Task goal: Repeat, exactly and alone, every line from the line that contains "Tag the man in blue" to the end of the entries.

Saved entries
►
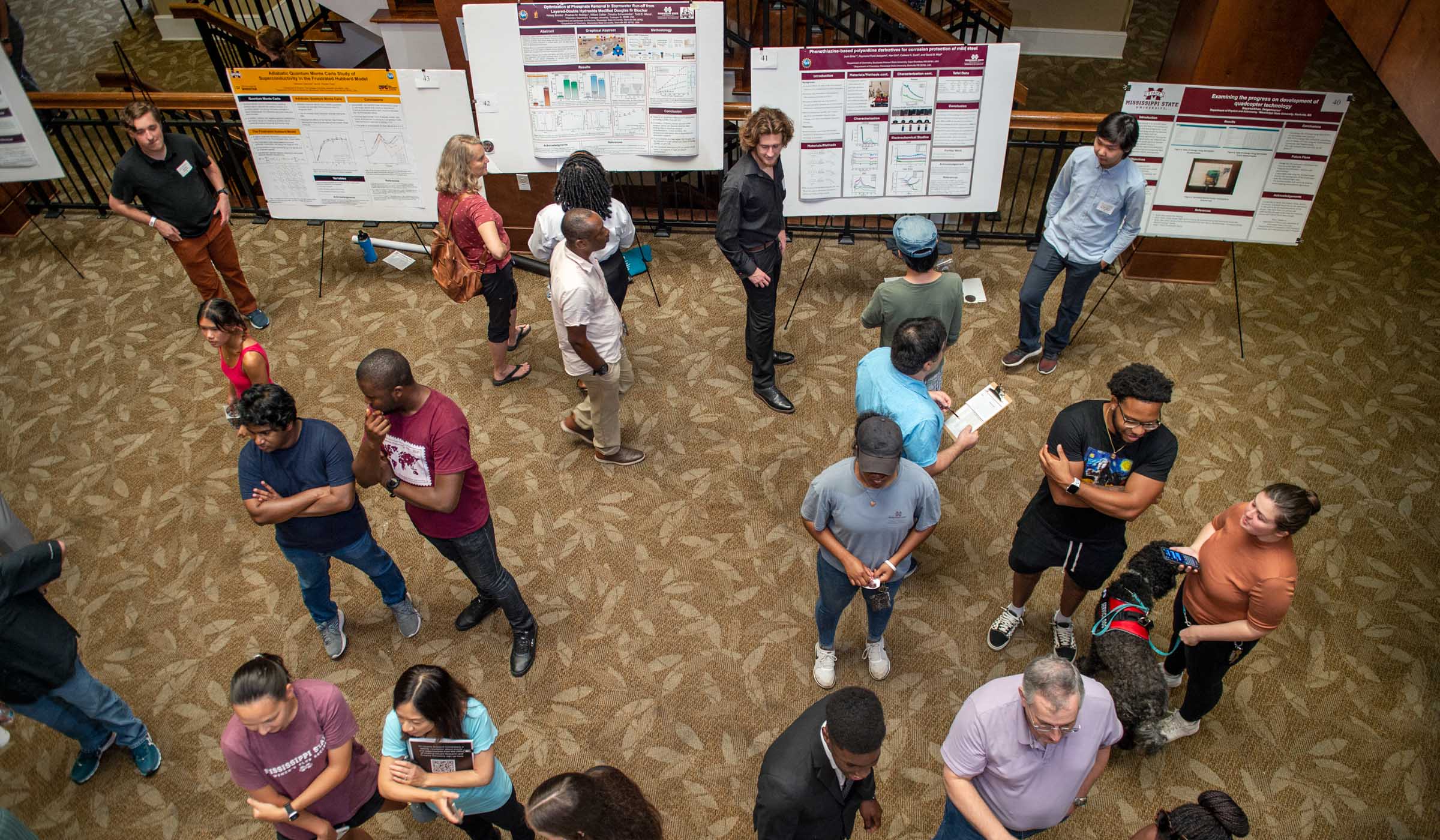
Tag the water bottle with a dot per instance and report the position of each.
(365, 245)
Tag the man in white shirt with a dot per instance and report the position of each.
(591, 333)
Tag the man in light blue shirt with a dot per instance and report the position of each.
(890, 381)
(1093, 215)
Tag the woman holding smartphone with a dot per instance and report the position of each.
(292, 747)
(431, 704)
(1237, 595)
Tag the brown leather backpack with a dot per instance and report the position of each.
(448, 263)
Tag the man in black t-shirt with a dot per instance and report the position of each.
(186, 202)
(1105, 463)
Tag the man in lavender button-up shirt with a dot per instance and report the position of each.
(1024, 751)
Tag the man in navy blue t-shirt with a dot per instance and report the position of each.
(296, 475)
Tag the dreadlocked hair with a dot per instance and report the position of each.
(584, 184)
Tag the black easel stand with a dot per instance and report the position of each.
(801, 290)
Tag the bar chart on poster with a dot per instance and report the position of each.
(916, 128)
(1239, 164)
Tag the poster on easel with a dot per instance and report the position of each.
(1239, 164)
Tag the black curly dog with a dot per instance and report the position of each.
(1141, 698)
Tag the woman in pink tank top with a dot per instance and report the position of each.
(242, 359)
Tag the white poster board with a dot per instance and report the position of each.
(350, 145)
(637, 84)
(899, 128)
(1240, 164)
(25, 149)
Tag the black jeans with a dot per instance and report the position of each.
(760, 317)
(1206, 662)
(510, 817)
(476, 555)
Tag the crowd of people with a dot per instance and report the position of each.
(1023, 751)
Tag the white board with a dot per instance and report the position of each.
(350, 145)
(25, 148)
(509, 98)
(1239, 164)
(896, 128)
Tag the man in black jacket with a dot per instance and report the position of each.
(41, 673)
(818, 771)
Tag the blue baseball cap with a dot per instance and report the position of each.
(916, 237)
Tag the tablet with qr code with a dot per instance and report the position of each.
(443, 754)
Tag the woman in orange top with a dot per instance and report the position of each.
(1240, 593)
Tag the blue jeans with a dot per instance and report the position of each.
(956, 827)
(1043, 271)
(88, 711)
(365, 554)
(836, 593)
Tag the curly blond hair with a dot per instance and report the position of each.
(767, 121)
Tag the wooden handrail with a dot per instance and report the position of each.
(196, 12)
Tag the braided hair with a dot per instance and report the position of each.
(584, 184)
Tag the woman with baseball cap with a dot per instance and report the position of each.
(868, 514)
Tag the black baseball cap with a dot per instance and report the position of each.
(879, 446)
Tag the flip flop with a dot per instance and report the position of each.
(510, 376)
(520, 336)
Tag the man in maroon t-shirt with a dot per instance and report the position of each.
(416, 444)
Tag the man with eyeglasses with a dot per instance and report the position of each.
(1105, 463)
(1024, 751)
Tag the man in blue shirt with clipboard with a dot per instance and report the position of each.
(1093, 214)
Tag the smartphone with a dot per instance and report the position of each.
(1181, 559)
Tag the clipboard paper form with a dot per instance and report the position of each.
◄
Reply:
Tag the man in blue shirt with clipboard with a dot per instance and report the position of each.
(1093, 214)
Tag the smartphone with a dot per instance and report the position of each.
(1181, 559)
Tag the clipboard paper form with a dot per instance and report the position of each.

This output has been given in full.